___ EXERCISE INPUT ___
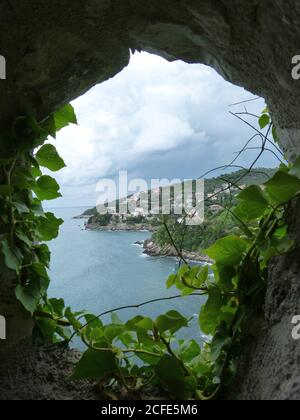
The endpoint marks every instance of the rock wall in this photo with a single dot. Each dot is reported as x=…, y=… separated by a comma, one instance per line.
x=270, y=365
x=56, y=50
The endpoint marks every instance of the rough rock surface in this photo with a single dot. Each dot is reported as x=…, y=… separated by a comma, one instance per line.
x=56, y=50
x=33, y=372
x=270, y=366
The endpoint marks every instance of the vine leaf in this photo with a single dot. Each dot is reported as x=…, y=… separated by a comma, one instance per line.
x=253, y=203
x=264, y=120
x=30, y=295
x=283, y=187
x=12, y=257
x=48, y=227
x=228, y=251
x=96, y=365
x=48, y=157
x=211, y=312
x=64, y=116
x=171, y=321
x=170, y=373
x=46, y=188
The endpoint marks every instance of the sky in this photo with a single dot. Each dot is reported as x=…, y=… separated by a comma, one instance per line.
x=155, y=119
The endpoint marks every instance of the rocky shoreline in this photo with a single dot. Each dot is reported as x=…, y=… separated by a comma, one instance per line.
x=121, y=227
x=154, y=250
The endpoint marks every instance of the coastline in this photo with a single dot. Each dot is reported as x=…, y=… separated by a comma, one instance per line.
x=150, y=248
x=154, y=250
x=121, y=227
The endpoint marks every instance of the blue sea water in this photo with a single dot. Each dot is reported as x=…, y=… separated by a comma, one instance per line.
x=99, y=271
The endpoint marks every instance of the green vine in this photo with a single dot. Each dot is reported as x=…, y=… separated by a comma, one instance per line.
x=129, y=356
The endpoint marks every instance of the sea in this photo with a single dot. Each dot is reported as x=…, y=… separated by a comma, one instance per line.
x=100, y=271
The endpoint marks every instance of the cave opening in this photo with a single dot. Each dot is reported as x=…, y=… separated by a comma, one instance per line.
x=245, y=49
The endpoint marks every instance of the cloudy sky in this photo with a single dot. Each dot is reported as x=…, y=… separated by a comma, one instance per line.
x=156, y=120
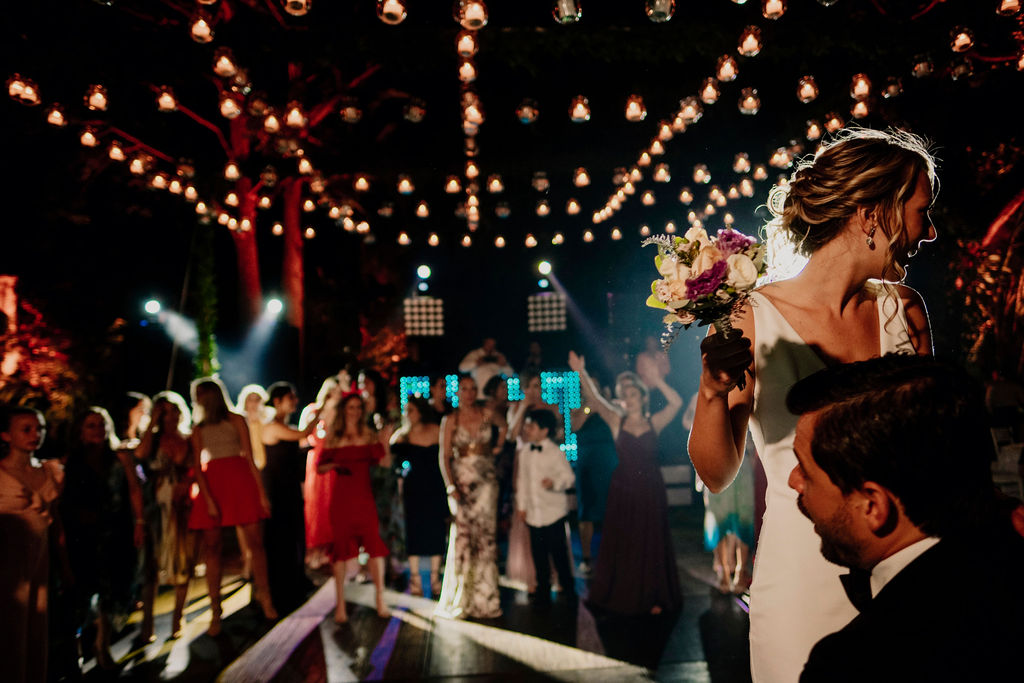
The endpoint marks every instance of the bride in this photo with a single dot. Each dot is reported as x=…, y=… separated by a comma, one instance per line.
x=859, y=209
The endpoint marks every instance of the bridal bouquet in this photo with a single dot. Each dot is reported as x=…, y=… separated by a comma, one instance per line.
x=704, y=280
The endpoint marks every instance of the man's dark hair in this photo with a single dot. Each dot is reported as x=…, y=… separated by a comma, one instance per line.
x=280, y=390
x=912, y=424
x=544, y=419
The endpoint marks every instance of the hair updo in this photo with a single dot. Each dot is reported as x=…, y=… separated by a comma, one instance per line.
x=858, y=168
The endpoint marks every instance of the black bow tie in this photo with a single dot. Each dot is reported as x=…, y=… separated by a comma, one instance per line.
x=857, y=585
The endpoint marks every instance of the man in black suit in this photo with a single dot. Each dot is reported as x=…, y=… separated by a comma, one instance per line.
x=893, y=468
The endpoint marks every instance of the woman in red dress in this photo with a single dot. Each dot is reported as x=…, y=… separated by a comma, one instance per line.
x=230, y=491
x=349, y=449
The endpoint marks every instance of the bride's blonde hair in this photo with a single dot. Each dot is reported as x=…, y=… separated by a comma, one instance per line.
x=859, y=167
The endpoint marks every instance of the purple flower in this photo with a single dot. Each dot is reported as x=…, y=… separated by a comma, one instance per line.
x=730, y=242
x=707, y=282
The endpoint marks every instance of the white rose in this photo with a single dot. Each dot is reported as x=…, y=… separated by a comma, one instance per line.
x=697, y=235
x=741, y=273
x=708, y=257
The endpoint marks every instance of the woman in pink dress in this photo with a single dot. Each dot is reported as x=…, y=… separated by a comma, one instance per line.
x=230, y=491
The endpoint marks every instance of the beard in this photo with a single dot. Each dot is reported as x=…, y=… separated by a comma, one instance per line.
x=838, y=544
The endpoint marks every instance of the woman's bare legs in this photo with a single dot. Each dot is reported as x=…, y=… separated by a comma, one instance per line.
x=254, y=538
x=211, y=551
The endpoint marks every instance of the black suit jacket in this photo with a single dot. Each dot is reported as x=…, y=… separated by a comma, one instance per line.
x=954, y=613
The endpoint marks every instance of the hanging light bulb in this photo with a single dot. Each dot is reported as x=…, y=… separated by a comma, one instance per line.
x=580, y=110
x=860, y=87
x=223, y=62
x=202, y=28
x=659, y=11
x=466, y=44
x=527, y=112
x=710, y=92
x=95, y=98
x=750, y=42
x=690, y=110
x=295, y=118
x=55, y=117
x=807, y=89
x=726, y=69
x=471, y=14
x=297, y=7
x=116, y=152
x=391, y=12
x=772, y=9
x=813, y=130
x=229, y=107
x=88, y=137
x=750, y=103
x=635, y=109
x=1009, y=7
x=961, y=39
x=566, y=11
x=834, y=122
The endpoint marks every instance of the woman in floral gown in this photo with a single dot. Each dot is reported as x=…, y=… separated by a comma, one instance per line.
x=470, y=586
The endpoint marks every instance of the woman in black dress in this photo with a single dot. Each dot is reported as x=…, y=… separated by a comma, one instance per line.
x=423, y=492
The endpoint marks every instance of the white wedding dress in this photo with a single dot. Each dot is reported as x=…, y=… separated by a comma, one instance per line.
x=796, y=597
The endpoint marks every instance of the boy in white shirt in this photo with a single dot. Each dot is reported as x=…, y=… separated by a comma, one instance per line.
x=544, y=475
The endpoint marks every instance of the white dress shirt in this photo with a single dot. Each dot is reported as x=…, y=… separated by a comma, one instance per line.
x=883, y=572
x=543, y=506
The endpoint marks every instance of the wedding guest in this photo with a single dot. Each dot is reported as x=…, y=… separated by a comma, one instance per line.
x=636, y=563
x=349, y=450
x=483, y=363
x=167, y=445
x=470, y=585
x=284, y=532
x=29, y=491
x=415, y=444
x=543, y=478
x=859, y=209
x=102, y=512
x=230, y=492
x=893, y=469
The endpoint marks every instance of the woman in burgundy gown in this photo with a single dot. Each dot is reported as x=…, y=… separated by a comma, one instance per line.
x=636, y=564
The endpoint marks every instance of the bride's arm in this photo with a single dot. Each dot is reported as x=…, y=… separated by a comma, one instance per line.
x=719, y=432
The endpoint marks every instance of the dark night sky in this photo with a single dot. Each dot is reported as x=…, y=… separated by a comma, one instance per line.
x=90, y=244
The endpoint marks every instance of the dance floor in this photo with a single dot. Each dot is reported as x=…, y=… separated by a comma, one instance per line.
x=565, y=642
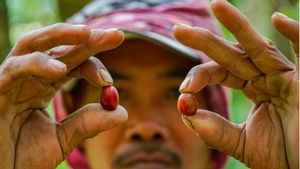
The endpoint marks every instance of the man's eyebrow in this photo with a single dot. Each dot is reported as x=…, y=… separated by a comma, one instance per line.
x=180, y=72
x=119, y=76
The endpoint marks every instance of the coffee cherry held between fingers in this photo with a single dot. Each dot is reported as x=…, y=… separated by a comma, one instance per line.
x=109, y=98
x=187, y=104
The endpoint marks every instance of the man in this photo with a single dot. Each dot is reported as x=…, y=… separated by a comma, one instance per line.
x=152, y=137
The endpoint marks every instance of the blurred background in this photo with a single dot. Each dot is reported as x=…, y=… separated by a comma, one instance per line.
x=17, y=16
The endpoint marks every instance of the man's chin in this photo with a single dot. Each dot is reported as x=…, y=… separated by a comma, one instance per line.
x=149, y=165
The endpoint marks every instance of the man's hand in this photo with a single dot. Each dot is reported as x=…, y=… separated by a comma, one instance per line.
x=269, y=138
x=29, y=79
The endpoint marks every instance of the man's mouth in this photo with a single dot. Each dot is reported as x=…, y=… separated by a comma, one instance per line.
x=147, y=157
x=148, y=161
___
◆ WHAT YOU HAVE TO DO: Rewrite only the items starting at the line that has "The endpoint marks every instance of the black bow" and stopping after the line that has "x=954, y=613". Change every "single dot" to "single marker" and leave everything else unchanged.

◆ RESPONSE TO THIS EXERCISE:
The endpoint marks every instance of the black bow tie in this photo with a single marker. Each dot is reported as x=…, y=… separated by a comma, one instance per line.
x=857, y=585
The endpoint marks every instance of the man in black suit in this photo with a single marker. Each dot is reported as x=…, y=… separated by a comma, one instance per line.
x=893, y=468
The endpoint marks every instance of the woman in red dress in this photo with a single marker. Each dot is reported as x=…, y=… separated by a comma, one instance per line.
x=230, y=491
x=349, y=449
The endpoint marks every instance of the bride's blonde hair in this photo with a single marker. Each dot is reported as x=…, y=… separated by a comma, one instance per line.
x=859, y=167
The endpoint marks every instance of the purple flower in this photo with a single marker. Each dot is reported as x=…, y=… separated by a comma, one instance per line.
x=730, y=242
x=707, y=282
The endpoint marks every instance of the white rose in this photo with a single marker. Each dot is reported as x=…, y=… separated by a comma, one instance per line.
x=697, y=235
x=741, y=273
x=708, y=257
The endpoint marks every instance of the woman in pink dress in this photo with a single marker. Each dot is reported as x=…, y=… separated by a comma, one instance per line.
x=230, y=491
The endpoint marks every instance of the beard in this photo with a single marker. Each dot is reported as x=…, y=… separated by a comma, one instance per line.
x=838, y=544
The endpoint marks every instance of the woman's bare legs in this photo with a single marker. Each dot is reported as x=…, y=… separated by a comma, one instance per line.
x=254, y=538
x=211, y=551
The endpoint marks every instance of the black suit jacket in this photo with a single marker. Each dot is reported as x=…, y=… separated by a comma, one instance per line.
x=954, y=613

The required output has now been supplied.